The records below are to be duplicated character for character.

(Saved entries)
[Start of Attachment]

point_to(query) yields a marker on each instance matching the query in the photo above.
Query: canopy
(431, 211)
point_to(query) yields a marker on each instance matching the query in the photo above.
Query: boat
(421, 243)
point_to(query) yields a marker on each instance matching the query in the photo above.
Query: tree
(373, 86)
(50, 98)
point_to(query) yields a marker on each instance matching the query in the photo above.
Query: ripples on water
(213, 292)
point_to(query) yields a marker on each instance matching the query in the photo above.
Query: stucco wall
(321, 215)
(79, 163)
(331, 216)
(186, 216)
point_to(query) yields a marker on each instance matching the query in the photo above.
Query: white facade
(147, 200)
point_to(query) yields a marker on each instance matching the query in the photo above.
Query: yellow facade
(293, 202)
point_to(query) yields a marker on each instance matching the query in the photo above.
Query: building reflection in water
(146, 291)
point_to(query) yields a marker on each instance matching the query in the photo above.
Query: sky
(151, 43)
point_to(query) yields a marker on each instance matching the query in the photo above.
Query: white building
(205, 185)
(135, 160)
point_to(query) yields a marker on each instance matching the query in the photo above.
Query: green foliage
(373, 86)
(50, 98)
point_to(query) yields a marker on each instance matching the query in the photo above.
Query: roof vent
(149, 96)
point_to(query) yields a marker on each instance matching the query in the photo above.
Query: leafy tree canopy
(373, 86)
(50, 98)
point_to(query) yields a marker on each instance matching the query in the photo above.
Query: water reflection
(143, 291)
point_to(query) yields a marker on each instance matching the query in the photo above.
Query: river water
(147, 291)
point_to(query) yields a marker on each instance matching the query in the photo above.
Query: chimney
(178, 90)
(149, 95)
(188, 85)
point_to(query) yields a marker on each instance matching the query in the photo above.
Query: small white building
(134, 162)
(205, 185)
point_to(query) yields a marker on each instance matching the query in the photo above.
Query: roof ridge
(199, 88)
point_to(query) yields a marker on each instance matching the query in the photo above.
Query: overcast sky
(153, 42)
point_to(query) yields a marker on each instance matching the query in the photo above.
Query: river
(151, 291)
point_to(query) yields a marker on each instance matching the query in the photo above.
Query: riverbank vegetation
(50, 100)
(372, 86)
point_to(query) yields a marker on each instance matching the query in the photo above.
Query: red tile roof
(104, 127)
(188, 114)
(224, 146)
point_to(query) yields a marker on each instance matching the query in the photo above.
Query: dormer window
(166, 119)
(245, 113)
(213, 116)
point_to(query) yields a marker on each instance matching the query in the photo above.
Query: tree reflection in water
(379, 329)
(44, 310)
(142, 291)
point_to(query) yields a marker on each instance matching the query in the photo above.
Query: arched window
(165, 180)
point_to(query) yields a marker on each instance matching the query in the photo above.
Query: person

[End of Attachment]

- Written reply:
point_to(query) yields a marker on each instance matching the query in the photo above.
Query: canopy
(431, 211)
point_to(query) yields a marker on each instance matching the query in the photo above.
Query: boat
(421, 243)
point_to(query) yields a marker on each instance matching the query in the photo above.
Query: tree
(373, 86)
(50, 98)
point_to(query) yields a marker on each instance matching the query in the photo above.
Query: ripples on water
(213, 292)
point_to(query) yields a marker on each instance matching the query in the photo above.
Query: stucco wall
(321, 215)
(79, 163)
(331, 216)
(186, 216)
point_to(query) yields a marker on each instance matching the query in the photo above.
Query: white facade
(147, 200)
point_to(query) yields a marker on each instance matching the query in the photo above.
Query: yellow facade
(293, 202)
point_to(query) yields a marker on each instance matching the query in the photo above.
Query: building reflection in water
(146, 291)
point_to(query) yields a marker on each instance matching the query in the photo above.
Query: sky
(151, 43)
point_to(query) yields a marker on each instance matching the query in the photo above.
Query: white building
(205, 185)
(135, 160)
point_to(query) yields a marker on each instance matching the query in the photo above.
Query: green foliage
(373, 86)
(50, 98)
point_to(query) yields a marker on each instance matching the query in the photo above.
Query: roof vent
(149, 96)
point_to(query) yields a marker on each instance matching the query in the photo above.
Query: leafy tree canopy
(373, 86)
(50, 98)
point_to(query) yields a marker on each instance matching the query in the photo above.
Query: water reflection
(143, 291)
point_to(query) yields a marker on each instance matching the query in the photo above.
Query: river water
(147, 291)
point_to(query) yields a marker on each instance matching the query in the photo above.
Query: chimney
(178, 90)
(149, 95)
(188, 85)
point_to(query) yields a marker on each instance matching the query in the photo above.
Query: small white building
(134, 162)
(205, 185)
point_to(query) yields a marker on each instance matching the query in the photo above.
Query: roof ridge
(199, 88)
point_to(query) yields a marker on each instance matching the query in the photo above.
Query: overcast sky
(153, 42)
point_to(query) yields a marker on each instance matching the query in the photo above.
Query: river
(151, 291)
point_to(query) yields a marker on each instance matching the query in the photo above.
Query: riverbank vegetation
(50, 100)
(372, 86)
point_to(query) yields a marker on each instance matching the query in the photo above.
Query: red tile roof
(104, 127)
(188, 114)
(224, 146)
point_to(query) yields a marker on each instance matching the query in the photo above.
Query: dormer window
(166, 119)
(245, 113)
(213, 116)
point_to(query) yields a marker on each instance matching the query in the photo above.
Query: tree reflection in water
(379, 329)
(44, 310)
(142, 291)
point_to(query) yields a marker on each instance matching the query in the photo above.
Query: arched window
(165, 180)
point_to(query) yields a marker on each instance matching the query in the photo above.
Query: person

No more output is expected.